» **Instructions to follow**
Please rewrite the data below, swapping "tight" for "close-fitting" and leaving everything else unchanged.

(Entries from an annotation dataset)
══════════════════════════════
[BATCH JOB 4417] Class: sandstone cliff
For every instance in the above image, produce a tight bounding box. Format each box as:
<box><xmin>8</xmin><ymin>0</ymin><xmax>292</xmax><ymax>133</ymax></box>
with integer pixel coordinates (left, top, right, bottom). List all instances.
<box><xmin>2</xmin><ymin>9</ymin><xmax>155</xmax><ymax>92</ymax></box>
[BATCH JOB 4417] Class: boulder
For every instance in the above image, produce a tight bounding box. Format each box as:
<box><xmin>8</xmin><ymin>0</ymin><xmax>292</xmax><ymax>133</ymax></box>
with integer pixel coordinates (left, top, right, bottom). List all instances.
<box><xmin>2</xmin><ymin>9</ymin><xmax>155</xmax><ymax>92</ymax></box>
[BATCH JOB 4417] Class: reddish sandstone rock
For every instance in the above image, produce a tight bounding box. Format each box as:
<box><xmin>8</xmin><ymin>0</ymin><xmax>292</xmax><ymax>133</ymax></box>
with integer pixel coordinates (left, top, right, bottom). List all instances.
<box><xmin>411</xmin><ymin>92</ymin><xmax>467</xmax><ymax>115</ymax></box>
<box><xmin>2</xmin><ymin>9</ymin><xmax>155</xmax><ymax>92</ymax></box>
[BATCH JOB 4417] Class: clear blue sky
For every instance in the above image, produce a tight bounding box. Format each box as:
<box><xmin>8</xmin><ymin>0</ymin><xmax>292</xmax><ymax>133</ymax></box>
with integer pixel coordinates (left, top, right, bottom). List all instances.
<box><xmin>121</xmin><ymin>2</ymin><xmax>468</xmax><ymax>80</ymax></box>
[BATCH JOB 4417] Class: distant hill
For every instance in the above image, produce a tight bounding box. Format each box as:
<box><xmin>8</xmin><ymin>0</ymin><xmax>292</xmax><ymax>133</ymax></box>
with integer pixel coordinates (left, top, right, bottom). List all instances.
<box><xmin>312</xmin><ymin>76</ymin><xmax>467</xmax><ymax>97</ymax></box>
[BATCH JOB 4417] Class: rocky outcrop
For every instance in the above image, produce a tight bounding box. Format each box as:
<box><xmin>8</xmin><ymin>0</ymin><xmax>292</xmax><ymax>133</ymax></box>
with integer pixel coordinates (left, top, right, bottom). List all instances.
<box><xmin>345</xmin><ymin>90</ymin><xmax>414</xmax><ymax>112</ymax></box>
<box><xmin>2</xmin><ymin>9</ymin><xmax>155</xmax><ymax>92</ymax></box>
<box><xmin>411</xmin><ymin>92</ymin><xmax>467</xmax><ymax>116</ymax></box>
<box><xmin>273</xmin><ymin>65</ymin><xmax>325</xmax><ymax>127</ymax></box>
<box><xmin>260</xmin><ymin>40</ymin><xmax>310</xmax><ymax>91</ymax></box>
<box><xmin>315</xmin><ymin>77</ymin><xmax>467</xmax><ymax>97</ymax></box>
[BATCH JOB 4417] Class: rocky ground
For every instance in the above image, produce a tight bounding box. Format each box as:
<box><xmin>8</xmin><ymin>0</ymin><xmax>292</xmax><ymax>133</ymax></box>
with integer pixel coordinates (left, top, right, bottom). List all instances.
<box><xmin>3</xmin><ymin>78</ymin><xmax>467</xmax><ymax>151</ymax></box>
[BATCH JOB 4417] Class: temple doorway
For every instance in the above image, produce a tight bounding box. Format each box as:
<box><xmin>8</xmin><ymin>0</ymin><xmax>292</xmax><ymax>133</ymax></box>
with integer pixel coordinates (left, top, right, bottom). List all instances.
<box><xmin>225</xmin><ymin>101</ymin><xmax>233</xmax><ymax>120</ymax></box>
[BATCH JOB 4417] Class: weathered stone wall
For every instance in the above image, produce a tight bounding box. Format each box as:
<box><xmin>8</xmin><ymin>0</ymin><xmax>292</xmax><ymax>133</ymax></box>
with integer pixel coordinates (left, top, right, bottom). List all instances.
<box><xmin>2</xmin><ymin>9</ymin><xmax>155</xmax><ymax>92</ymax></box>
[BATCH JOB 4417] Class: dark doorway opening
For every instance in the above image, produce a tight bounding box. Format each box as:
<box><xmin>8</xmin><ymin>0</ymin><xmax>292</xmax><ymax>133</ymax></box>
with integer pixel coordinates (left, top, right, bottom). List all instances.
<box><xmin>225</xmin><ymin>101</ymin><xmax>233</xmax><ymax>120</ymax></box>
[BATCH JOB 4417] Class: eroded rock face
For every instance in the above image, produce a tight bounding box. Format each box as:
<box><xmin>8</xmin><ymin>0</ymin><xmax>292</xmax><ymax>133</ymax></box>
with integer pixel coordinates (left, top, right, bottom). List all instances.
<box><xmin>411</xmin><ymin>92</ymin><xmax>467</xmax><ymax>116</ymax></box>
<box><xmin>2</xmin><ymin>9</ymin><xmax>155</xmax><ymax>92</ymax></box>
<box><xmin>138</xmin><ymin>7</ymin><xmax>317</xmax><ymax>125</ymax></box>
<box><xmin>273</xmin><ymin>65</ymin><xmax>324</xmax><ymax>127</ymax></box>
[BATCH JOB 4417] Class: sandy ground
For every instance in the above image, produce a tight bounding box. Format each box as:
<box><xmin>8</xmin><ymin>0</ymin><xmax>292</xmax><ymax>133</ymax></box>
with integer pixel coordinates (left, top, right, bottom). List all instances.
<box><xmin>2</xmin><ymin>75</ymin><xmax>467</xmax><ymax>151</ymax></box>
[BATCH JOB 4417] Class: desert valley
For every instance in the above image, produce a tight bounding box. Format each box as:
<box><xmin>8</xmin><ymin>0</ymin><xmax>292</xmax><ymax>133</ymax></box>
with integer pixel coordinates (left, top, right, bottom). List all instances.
══════════════════════════════
» **Exercise answer**
[BATCH JOB 4417] Class: sandstone cliff
For every instance in the above image, produce a close-fitting bounding box. Format each box as:
<box><xmin>8</xmin><ymin>0</ymin><xmax>292</xmax><ymax>133</ymax></box>
with integer pixel coordinates (left, top, right, bottom). List all instances.
<box><xmin>2</xmin><ymin>9</ymin><xmax>155</xmax><ymax>92</ymax></box>
[BATCH JOB 4417] Class: boulder
For every instance in the above image, produce a close-fitting bounding box. Format each box as:
<box><xmin>8</xmin><ymin>0</ymin><xmax>292</xmax><ymax>133</ymax></box>
with integer pixel coordinates (left, top, right, bottom). List all instances.
<box><xmin>2</xmin><ymin>9</ymin><xmax>155</xmax><ymax>92</ymax></box>
[BATCH JOB 4417] Class: reddish sandstone rock
For every instance in the above image, produce a close-fitting bounding box. Format each box as:
<box><xmin>8</xmin><ymin>0</ymin><xmax>292</xmax><ymax>133</ymax></box>
with integer pixel coordinates (left, top, right, bottom). List all instances.
<box><xmin>411</xmin><ymin>92</ymin><xmax>467</xmax><ymax>115</ymax></box>
<box><xmin>2</xmin><ymin>9</ymin><xmax>155</xmax><ymax>92</ymax></box>
[BATCH JOB 4417] Class: clear blue sky
For every instance in the above image, produce a close-fitting bounding box. Format each box as:
<box><xmin>8</xmin><ymin>0</ymin><xmax>292</xmax><ymax>133</ymax></box>
with integer pixel coordinates (left, top, right, bottom). List all instances.
<box><xmin>121</xmin><ymin>2</ymin><xmax>468</xmax><ymax>80</ymax></box>
[BATCH JOB 4417] Class: distant hill
For every instance in the above image, produce a close-fitting bounding box. Format each box as:
<box><xmin>8</xmin><ymin>0</ymin><xmax>292</xmax><ymax>133</ymax></box>
with integer pixel coordinates (left, top, right, bottom). List all instances.
<box><xmin>312</xmin><ymin>76</ymin><xmax>467</xmax><ymax>97</ymax></box>
[BATCH JOB 4417] Class: rocky outcrop
For every instance in the above image, produce a close-fitting bounding box. Format each box as:
<box><xmin>8</xmin><ymin>0</ymin><xmax>292</xmax><ymax>133</ymax></box>
with integer pixel coordinates (left, top, right, bottom). List all instances.
<box><xmin>345</xmin><ymin>90</ymin><xmax>414</xmax><ymax>112</ymax></box>
<box><xmin>2</xmin><ymin>9</ymin><xmax>155</xmax><ymax>92</ymax></box>
<box><xmin>411</xmin><ymin>92</ymin><xmax>467</xmax><ymax>116</ymax></box>
<box><xmin>273</xmin><ymin>65</ymin><xmax>325</xmax><ymax>127</ymax></box>
<box><xmin>260</xmin><ymin>40</ymin><xmax>310</xmax><ymax>91</ymax></box>
<box><xmin>315</xmin><ymin>77</ymin><xmax>467</xmax><ymax>97</ymax></box>
[BATCH JOB 4417] Class: rocky ground
For every instance in the above image, produce a close-fitting bounding box. Format each box as:
<box><xmin>8</xmin><ymin>0</ymin><xmax>292</xmax><ymax>133</ymax></box>
with integer pixel coordinates (left, top, right, bottom). List all instances.
<box><xmin>3</xmin><ymin>78</ymin><xmax>467</xmax><ymax>151</ymax></box>
[BATCH JOB 4417] Class: temple doorway
For every instance in the above image, produce a close-fitting bounding box. Format each box as:
<box><xmin>8</xmin><ymin>0</ymin><xmax>292</xmax><ymax>133</ymax></box>
with integer pixel coordinates (left, top, right, bottom). List all instances.
<box><xmin>225</xmin><ymin>101</ymin><xmax>233</xmax><ymax>120</ymax></box>
[BATCH JOB 4417] Class: weathered stone wall
For every instance in the above image, produce a close-fitting bounding box. Format each box as:
<box><xmin>8</xmin><ymin>0</ymin><xmax>292</xmax><ymax>133</ymax></box>
with integer pixel coordinates (left, top, right, bottom). List all instances.
<box><xmin>2</xmin><ymin>9</ymin><xmax>155</xmax><ymax>92</ymax></box>
[BATCH JOB 4417] Class: dark doorway opening
For every instance in the above image, produce a close-fitting bounding box. Format each box as:
<box><xmin>8</xmin><ymin>0</ymin><xmax>292</xmax><ymax>133</ymax></box>
with integer pixel coordinates (left, top, right, bottom). List all instances.
<box><xmin>225</xmin><ymin>101</ymin><xmax>233</xmax><ymax>120</ymax></box>
[BATCH JOB 4417] Class: eroded rock face
For every instance in the above image, produce a close-fitting bounding box. Format each box as:
<box><xmin>8</xmin><ymin>0</ymin><xmax>292</xmax><ymax>133</ymax></box>
with integer pixel coordinates (left, top, right, bottom). List all instances.
<box><xmin>411</xmin><ymin>92</ymin><xmax>467</xmax><ymax>116</ymax></box>
<box><xmin>2</xmin><ymin>9</ymin><xmax>155</xmax><ymax>92</ymax></box>
<box><xmin>138</xmin><ymin>7</ymin><xmax>317</xmax><ymax>125</ymax></box>
<box><xmin>273</xmin><ymin>65</ymin><xmax>324</xmax><ymax>127</ymax></box>
[BATCH JOB 4417] Class: sandy ground
For every instance in the above image, produce a close-fitting bounding box. Format each box as:
<box><xmin>8</xmin><ymin>0</ymin><xmax>292</xmax><ymax>133</ymax></box>
with integer pixel coordinates (left, top, right, bottom). List all instances.
<box><xmin>2</xmin><ymin>75</ymin><xmax>467</xmax><ymax>151</ymax></box>
[BATCH JOB 4417] Class: desert valley
For every instance in the above image, produce a close-fitting bounding box. Format each box as:
<box><xmin>8</xmin><ymin>0</ymin><xmax>292</xmax><ymax>133</ymax></box>
with integer pixel coordinates (left, top, right, bottom). List all instances.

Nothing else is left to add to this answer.